---------- Gespeicherte Daten

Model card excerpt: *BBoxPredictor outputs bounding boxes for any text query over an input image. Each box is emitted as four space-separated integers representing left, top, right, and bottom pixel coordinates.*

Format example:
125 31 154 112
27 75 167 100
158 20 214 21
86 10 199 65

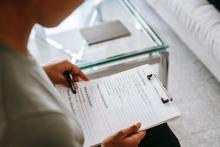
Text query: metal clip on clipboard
147 74 173 104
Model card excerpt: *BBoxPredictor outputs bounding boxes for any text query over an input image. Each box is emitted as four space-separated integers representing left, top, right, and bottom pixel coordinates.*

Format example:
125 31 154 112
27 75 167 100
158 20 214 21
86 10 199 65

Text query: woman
0 0 179 147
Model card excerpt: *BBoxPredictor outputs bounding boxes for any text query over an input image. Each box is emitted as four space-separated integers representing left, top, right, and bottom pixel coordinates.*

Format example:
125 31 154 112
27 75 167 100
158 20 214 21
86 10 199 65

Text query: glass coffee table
29 0 169 87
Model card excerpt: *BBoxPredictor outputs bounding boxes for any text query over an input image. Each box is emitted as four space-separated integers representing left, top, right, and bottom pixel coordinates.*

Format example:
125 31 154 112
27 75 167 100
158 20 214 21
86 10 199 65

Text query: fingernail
135 122 141 128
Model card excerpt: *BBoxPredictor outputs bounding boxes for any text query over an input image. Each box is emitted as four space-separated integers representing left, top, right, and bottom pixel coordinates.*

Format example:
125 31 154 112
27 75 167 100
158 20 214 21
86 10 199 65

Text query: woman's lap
139 123 180 147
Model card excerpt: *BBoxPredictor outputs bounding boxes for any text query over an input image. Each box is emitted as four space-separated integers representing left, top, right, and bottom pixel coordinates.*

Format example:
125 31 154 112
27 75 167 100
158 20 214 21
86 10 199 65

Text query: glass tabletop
29 0 168 69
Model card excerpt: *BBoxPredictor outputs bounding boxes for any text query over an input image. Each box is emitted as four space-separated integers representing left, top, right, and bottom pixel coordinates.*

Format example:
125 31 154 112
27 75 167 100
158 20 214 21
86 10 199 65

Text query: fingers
117 123 141 138
70 63 89 82
126 131 146 145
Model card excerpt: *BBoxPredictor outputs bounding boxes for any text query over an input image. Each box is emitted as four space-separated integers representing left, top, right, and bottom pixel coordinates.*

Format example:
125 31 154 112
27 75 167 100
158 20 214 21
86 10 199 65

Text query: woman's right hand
101 123 146 147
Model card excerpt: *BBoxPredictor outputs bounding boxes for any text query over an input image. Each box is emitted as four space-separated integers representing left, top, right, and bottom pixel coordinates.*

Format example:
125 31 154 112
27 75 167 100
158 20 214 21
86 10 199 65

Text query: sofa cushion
208 0 220 11
148 0 220 63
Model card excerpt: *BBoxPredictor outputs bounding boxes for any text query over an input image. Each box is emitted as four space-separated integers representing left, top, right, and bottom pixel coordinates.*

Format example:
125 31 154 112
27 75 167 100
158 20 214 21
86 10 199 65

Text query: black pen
63 71 76 94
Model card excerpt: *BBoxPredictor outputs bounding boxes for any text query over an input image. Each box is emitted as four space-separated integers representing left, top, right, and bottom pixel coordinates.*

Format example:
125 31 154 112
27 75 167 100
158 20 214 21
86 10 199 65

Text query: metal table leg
159 51 169 89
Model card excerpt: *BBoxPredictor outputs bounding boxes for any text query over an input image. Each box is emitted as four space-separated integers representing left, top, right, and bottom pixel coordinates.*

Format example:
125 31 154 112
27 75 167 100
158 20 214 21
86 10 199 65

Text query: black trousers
139 123 180 147
98 123 180 147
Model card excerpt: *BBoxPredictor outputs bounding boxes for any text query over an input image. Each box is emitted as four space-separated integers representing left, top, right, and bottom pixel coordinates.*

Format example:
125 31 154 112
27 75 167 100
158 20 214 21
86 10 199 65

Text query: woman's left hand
43 60 89 85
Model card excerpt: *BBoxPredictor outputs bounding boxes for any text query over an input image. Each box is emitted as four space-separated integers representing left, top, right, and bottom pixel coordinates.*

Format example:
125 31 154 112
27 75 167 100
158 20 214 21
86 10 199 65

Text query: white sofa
146 0 220 81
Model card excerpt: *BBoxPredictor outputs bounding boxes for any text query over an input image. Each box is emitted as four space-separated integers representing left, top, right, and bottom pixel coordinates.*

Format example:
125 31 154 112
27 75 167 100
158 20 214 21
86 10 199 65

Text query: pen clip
63 71 76 94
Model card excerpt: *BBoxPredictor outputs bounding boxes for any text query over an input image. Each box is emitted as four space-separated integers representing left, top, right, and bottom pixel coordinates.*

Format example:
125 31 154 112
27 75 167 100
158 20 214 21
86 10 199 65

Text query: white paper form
55 65 180 146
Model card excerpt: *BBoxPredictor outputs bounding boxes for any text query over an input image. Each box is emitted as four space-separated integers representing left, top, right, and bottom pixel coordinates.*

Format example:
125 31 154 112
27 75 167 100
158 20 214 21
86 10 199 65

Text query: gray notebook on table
80 20 131 45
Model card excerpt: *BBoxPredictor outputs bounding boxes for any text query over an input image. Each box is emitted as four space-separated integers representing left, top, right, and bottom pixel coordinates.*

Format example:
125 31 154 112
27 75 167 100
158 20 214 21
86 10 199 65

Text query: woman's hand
43 60 89 85
102 123 146 147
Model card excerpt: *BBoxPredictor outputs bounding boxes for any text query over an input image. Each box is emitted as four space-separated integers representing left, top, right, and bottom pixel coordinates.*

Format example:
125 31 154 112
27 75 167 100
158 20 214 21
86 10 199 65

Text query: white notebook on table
56 65 180 147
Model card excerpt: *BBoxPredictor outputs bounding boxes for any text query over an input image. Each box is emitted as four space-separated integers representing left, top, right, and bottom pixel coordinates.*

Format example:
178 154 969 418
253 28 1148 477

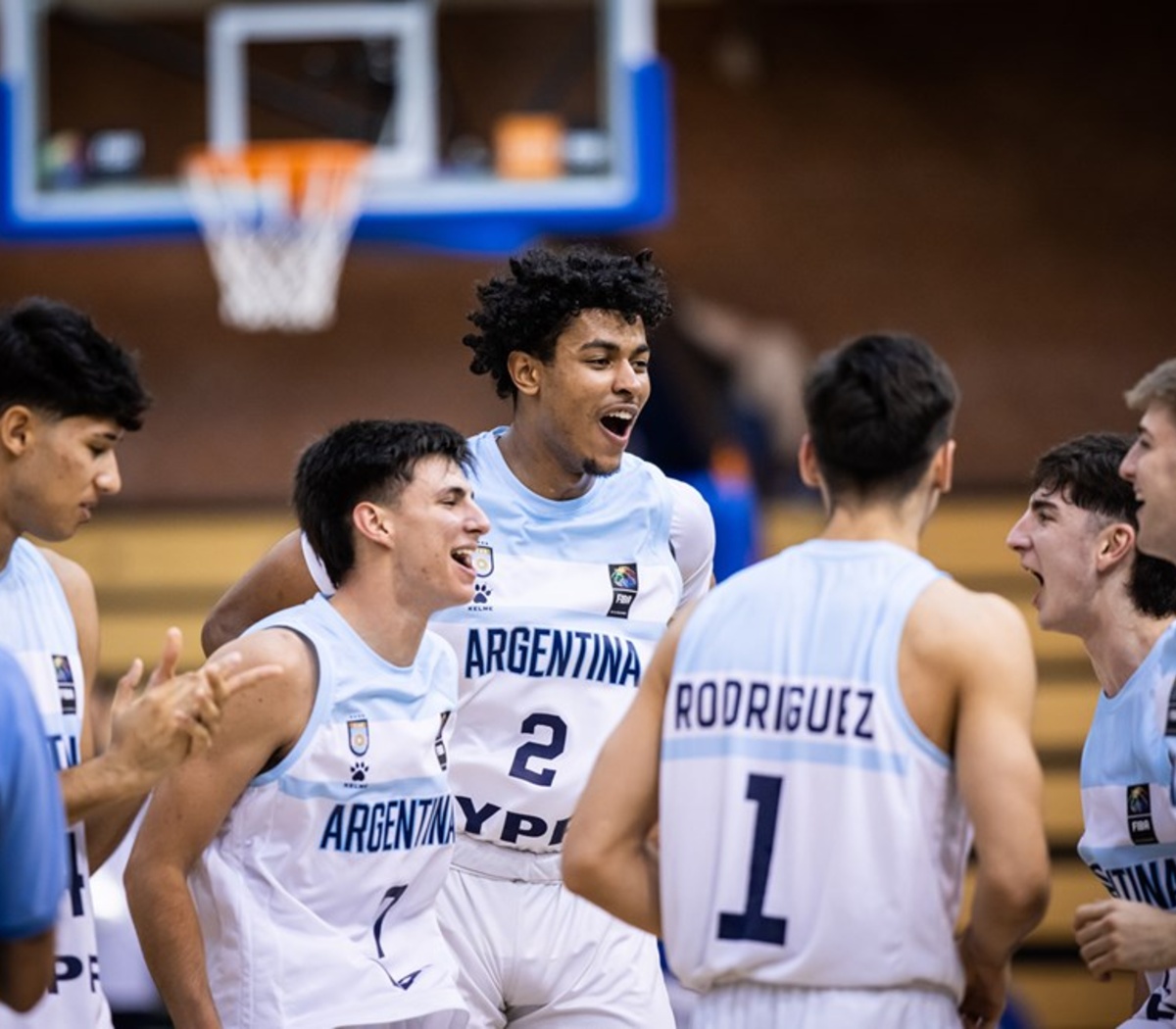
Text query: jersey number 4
718 775 788 947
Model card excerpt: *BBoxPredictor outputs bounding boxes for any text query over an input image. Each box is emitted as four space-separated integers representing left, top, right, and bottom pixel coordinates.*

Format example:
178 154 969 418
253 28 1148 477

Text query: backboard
0 0 671 252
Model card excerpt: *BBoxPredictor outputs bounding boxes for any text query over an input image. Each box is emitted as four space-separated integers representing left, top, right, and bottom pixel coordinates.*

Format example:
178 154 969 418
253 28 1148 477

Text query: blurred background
0 0 1176 1029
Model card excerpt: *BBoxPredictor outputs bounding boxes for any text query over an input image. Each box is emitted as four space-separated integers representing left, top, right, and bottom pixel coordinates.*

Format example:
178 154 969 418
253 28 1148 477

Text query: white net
184 142 368 333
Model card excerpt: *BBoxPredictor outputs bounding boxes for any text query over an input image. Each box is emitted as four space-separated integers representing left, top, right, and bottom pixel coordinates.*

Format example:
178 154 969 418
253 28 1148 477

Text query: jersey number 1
718 775 788 947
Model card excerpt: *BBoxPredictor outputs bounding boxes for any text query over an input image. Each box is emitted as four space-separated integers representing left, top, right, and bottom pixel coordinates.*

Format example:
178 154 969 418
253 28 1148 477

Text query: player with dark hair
564 335 1049 1029
1007 433 1176 1027
463 246 670 398
0 299 269 1029
125 421 487 1029
205 247 713 1029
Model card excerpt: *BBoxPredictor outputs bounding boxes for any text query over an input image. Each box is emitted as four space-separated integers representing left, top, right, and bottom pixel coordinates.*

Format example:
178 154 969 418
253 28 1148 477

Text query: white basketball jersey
189 596 464 1029
1078 628 1176 1023
660 540 970 999
430 429 710 852
0 540 111 1029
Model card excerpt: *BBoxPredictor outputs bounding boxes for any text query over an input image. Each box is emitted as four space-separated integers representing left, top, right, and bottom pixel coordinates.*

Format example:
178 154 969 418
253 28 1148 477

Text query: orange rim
184 140 372 208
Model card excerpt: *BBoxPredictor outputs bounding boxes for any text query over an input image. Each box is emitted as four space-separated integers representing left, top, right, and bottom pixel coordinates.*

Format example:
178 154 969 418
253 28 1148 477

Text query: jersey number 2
718 775 788 947
511 711 568 786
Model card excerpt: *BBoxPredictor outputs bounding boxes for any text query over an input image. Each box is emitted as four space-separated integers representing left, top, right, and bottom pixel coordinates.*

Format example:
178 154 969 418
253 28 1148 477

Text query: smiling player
205 247 713 1029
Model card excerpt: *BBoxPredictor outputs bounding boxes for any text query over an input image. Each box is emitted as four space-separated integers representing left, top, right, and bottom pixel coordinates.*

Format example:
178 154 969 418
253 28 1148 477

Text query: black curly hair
463 245 670 396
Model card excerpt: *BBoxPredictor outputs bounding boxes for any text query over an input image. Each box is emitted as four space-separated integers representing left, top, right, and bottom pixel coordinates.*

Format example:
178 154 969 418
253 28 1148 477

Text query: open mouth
600 411 634 440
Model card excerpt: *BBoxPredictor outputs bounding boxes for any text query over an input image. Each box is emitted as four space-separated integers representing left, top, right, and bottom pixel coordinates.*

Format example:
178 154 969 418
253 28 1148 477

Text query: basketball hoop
183 140 371 333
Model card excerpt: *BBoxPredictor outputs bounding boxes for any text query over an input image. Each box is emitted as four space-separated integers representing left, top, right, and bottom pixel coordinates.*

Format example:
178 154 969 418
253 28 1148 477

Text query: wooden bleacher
54 510 294 678
45 496 1131 1029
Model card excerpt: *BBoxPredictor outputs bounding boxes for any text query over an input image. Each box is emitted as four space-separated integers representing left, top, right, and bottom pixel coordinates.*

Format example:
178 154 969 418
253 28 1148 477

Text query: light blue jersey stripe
277 775 449 802
662 734 906 775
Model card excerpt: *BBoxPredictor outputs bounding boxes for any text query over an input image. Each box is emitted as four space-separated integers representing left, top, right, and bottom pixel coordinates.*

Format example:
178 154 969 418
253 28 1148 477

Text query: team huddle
0 247 1176 1029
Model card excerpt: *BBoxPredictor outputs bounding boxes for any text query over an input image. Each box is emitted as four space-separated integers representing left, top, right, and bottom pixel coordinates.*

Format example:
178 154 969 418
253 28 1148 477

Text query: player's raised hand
110 627 281 789
1074 900 1176 980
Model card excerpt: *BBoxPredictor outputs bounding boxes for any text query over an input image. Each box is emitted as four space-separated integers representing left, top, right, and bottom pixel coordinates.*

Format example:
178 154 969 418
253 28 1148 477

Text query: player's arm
123 629 317 1029
935 583 1049 1025
564 619 684 935
0 659 66 1011
45 538 274 871
200 531 318 654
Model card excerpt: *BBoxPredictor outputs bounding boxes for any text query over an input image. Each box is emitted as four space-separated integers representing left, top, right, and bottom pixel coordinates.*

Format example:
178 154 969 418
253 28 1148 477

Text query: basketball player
0 299 272 1029
125 421 488 1029
206 248 713 1029
1119 359 1176 563
564 335 1049 1029
1075 360 1176 980
1007 433 1176 1027
0 649 66 1011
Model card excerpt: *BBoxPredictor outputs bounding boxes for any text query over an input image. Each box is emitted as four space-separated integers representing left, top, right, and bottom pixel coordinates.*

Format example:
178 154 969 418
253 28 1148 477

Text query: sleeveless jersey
660 540 970 1000
1078 627 1176 1024
189 596 463 1029
0 539 111 1029
430 429 710 852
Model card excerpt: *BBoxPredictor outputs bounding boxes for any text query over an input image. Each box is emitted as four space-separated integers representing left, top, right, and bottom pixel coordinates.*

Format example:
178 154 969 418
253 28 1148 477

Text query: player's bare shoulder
904 577 1033 670
210 627 319 737
36 547 94 611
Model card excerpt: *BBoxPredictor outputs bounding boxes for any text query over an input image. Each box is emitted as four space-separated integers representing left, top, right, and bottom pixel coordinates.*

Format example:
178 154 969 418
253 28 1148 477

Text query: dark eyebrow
578 340 649 357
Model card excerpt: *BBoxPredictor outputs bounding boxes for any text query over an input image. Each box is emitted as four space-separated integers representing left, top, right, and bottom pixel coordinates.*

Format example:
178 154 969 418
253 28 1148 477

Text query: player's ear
0 404 36 458
1095 522 1135 571
352 500 395 547
507 351 543 396
931 440 955 493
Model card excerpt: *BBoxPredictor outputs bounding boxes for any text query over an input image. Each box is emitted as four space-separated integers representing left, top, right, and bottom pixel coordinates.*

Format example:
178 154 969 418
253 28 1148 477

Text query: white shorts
437 835 674 1029
690 982 959 1029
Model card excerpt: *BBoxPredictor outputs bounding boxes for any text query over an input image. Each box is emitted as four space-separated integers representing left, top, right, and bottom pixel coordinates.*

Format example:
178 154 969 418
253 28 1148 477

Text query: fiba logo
608 563 637 618
1127 782 1159 845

--------------------

§ Hinweise zur Übung: Schreibe die Zeilen oben unverändert ab, beginnend mit der allerersten und endend mit der Zeile, die „147 74 173 104“ enthält. Lass die Bilder in deiner Antwort weg.

§ Lösung der Aufgabe:
Model card excerpt: *BBoxPredictor outputs bounding boxes for any text query over an input image. Each box is emitted as four space-separated integers representing left, top, right, and bottom pixel coordinates.*

Format example:
125 31 154 112
27 75 167 100
158 20 214 21
86 10 199 65

Text query: metal clip on clipboard
147 74 173 104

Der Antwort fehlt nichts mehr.